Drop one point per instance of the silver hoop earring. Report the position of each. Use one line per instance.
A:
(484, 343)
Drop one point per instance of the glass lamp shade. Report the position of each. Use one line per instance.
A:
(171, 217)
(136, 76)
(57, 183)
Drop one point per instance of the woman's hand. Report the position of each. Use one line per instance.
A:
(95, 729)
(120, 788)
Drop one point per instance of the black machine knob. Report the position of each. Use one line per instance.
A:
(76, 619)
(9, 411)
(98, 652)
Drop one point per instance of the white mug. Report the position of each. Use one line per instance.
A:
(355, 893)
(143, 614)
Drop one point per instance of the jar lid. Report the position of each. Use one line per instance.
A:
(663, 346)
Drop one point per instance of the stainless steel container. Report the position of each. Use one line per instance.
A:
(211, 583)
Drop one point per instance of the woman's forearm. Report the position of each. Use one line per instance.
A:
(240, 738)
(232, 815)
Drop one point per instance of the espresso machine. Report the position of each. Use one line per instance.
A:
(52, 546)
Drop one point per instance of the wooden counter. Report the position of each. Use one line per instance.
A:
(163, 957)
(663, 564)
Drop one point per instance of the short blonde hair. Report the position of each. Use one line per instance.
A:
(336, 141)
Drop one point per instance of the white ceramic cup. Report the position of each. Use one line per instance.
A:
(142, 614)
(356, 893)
==============================
• _DIRECTIONS FOR THIS TASK_:
Please restate the preceding entries word for word.

• _RESPONSE AREA_:
Drop one point per instance of the silver hoop earring. Report the position of each. Use one line per instance.
A:
(484, 343)
Drop one point per instance of the glass lamp shade. Report the position of each. Use one line per instance.
A:
(171, 217)
(136, 76)
(57, 183)
Drop one point per instance of the woman's hand. Report the position of each. Use one line per instance.
A:
(95, 729)
(120, 788)
Drop one point per instance of the black machine knob. Report the position of each. Use one line per instance.
A:
(76, 619)
(9, 411)
(98, 652)
Drop one point per instance of the white mug. Report the position of each. Use one line per instance.
A:
(355, 893)
(143, 614)
Drop one point per instance of the jar lid. Report the position of each. Use one line per instance.
A:
(663, 346)
Drop one point per instance of the stainless steel container. Report the position of each. Use one line per instance.
A:
(211, 583)
Drop one point per instance of the woman's forearm. Report the position of each. Use one line per instance.
A:
(240, 738)
(232, 815)
Drop one point per instance of the espresso machine. Report the position of each. Use one line per instance.
A:
(52, 546)
Drop one point per instance of the wooden counter. Report the position of each. Use one line per instance.
A:
(163, 957)
(663, 564)
Drop one point per instance of the short blonde hair. Report the position of each. Use one line per instance.
A:
(336, 141)
Drop one point per instance of the white ceramic cup. Report the position of each. Use one line per instance.
A:
(142, 614)
(356, 893)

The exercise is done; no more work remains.